- [What is required]: Transcribe the whole listing below without changing a word, but leave out every image.
++++ Records shown
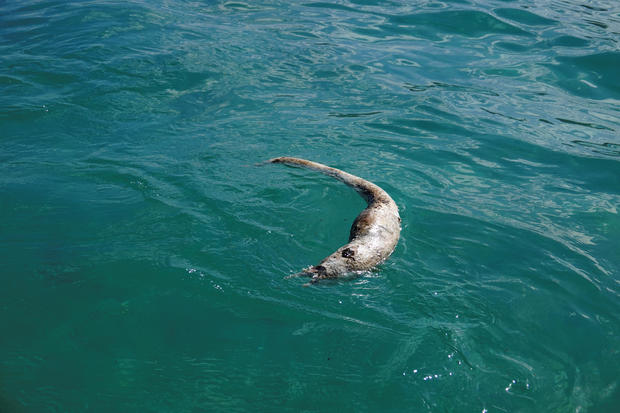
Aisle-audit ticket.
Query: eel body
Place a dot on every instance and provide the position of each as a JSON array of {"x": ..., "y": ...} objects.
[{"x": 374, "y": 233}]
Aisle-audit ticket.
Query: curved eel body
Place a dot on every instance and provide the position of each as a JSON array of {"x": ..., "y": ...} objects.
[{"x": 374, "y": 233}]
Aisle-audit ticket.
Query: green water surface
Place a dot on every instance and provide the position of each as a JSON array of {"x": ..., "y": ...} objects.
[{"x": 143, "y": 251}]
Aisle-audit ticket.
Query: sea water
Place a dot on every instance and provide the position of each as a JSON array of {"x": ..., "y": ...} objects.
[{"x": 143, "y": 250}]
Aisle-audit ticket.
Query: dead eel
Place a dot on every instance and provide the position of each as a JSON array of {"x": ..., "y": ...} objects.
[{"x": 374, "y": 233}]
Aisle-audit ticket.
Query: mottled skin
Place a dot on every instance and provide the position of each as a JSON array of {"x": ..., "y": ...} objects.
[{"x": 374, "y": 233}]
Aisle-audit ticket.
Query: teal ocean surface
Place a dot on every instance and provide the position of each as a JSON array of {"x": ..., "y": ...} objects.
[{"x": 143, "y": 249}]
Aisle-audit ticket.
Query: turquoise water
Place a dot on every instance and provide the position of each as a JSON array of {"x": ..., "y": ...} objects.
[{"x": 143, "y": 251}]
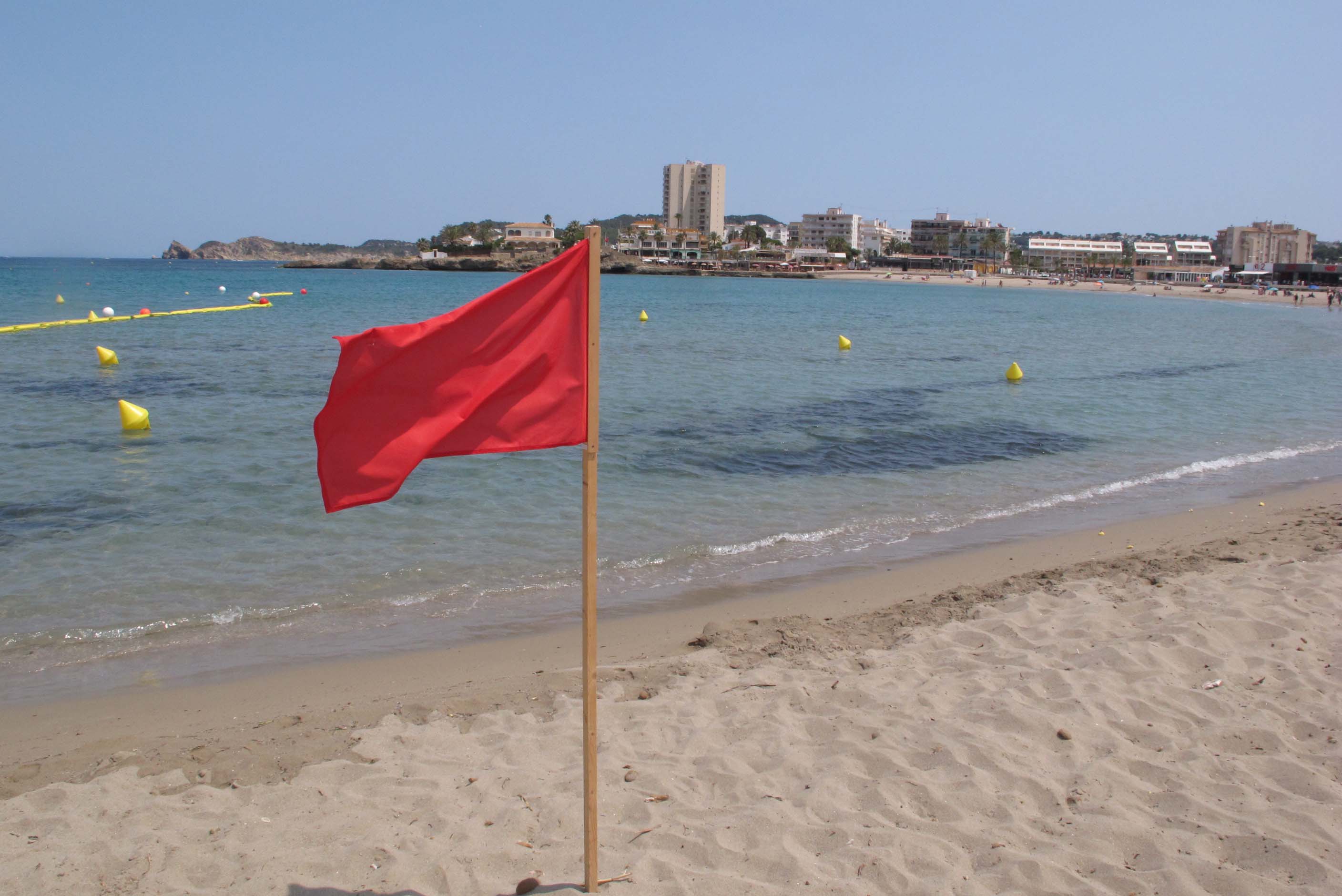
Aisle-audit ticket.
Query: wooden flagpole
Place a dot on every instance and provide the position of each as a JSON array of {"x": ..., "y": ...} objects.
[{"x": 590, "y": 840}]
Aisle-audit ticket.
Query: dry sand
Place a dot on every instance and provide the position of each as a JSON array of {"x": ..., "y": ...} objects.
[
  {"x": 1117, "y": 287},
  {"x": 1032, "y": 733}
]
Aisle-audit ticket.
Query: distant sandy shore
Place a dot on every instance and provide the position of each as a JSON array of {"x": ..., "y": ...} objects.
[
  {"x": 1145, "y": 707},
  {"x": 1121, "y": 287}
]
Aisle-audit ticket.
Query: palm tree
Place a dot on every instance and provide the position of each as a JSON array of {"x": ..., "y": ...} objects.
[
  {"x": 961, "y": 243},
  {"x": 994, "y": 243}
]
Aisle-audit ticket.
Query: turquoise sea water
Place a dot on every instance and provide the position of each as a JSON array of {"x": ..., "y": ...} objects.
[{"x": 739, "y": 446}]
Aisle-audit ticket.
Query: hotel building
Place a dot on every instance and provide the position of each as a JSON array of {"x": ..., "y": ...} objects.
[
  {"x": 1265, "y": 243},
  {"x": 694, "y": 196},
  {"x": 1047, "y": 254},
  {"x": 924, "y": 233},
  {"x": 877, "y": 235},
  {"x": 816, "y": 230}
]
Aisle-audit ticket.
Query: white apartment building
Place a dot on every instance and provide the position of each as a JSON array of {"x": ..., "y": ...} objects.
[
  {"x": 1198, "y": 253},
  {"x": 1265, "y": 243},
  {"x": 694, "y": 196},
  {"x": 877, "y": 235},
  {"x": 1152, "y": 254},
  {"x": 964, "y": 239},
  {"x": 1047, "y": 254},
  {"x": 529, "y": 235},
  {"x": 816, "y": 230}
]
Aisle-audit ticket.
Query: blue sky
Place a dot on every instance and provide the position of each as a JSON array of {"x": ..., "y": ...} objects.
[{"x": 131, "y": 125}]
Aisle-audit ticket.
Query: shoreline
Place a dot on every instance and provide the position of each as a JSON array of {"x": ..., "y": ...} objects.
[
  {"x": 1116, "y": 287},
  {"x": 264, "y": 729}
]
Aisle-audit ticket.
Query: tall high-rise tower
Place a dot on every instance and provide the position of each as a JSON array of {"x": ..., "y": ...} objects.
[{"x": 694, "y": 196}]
++++++++
- [Solved problem]:
Aisle-audit ticket.
Query: eel body
Place a dot on every instance and provide the position of each as a JSON array of {"x": ..., "y": ...} objects.
[{"x": 374, "y": 233}]
Aisle-audit ticket.
Query: curved eel body
Place a dot on every instance and provide the position of each as a JSON array of {"x": ..., "y": ...} objects.
[{"x": 374, "y": 233}]
Aisle-audit ticket.
Query: green water surface
Place a dot on every instance and provide the position of each as a JSON array of {"x": ..., "y": ...} objects.
[{"x": 143, "y": 251}]
Aisle-audit ticket.
Query: sea water
Place a dot on every instance and provide the position of each as a JSON array of {"x": ..., "y": ...} objects.
[{"x": 143, "y": 250}]
Aisle-audit ticket.
Query: dead eel
Place a dot on every instance and provide the position of each as a JSON array of {"x": ..., "y": ...} objects.
[{"x": 374, "y": 233}]
Aisle-audit ticket.
Query: mottled skin
Place a dot on every instance and provide the position of each as a JSON array of {"x": ..., "y": ...} objects.
[{"x": 374, "y": 233}]
Aisle-audit ticket.
Query: teal ocean surface
Place a dot on every instance and provide the position of each as a JSON array of {"x": ..., "y": ...} objects.
[{"x": 143, "y": 249}]
Aisle-audit ticket.
Query: turquoise water
Place a dot on every instance and provide the position of each as a JSON array of {"x": ..., "y": ...} objects.
[{"x": 143, "y": 251}]
Aisle-audit ticket.
Query: wooden flagpole
Place a dot on every instance and provide the position of each as a JSON array of {"x": ..., "y": ...} objects.
[{"x": 590, "y": 840}]
Aisle-audit ticket.
Query: dry sand
Place a dot on every instance and provide the position of each as a JSON array of {"x": ..., "y": ...} objects.
[
  {"x": 1117, "y": 287},
  {"x": 1032, "y": 733}
]
Aisle-audit ticket.
Query: distant sandy shore
Place a dot on every instance and provide the position of each as a JSON array of {"x": ..., "y": ...} objects.
[
  {"x": 1145, "y": 707},
  {"x": 1121, "y": 287}
]
Aisle-audit ticket.
Query: palm tree
Place a dot on every instance and provide the position of each as a JSON array of {"x": ..., "y": ...} objects.
[
  {"x": 961, "y": 243},
  {"x": 994, "y": 243}
]
Aisle-audit ticket.
Query: turquoise sea water
Place a dot on every instance and provide the position of each as a JSON array of {"x": ..., "y": ...} objects.
[{"x": 739, "y": 446}]
Aisle-audit ticket.
Query: hotel building
Place a dot on every instance and provide the position of each as a JSON array of {"x": ..., "y": ...} objects.
[
  {"x": 1265, "y": 243},
  {"x": 694, "y": 196},
  {"x": 1047, "y": 254},
  {"x": 924, "y": 233},
  {"x": 877, "y": 235},
  {"x": 816, "y": 230}
]
Aisle-audit ticket.
Query: white apartment building
Place a dot on every instance and provide the position of each as a JSON array of {"x": ..., "y": ...} objects.
[
  {"x": 1198, "y": 253},
  {"x": 1265, "y": 243},
  {"x": 694, "y": 196},
  {"x": 877, "y": 235},
  {"x": 1152, "y": 254},
  {"x": 964, "y": 239},
  {"x": 1047, "y": 254},
  {"x": 529, "y": 235},
  {"x": 816, "y": 230}
]
Aisle-audit ticket.
Query: blue sky
Place a dot on every instance and provide the position of each as a JSON array of {"x": ..., "y": ...} objects.
[{"x": 131, "y": 125}]
Aisle-audit ticket.
Query: shoreline
Place a dot on every instance and provide the position of each as a JSON array of {"x": ..., "y": ...} objects.
[
  {"x": 1116, "y": 287},
  {"x": 264, "y": 729}
]
Aisle-audit ticket.
Query: tall high-rise tower
Place a dot on every instance and provide the position of each as a JSON array of {"x": ..., "y": ...} objects.
[{"x": 694, "y": 196}]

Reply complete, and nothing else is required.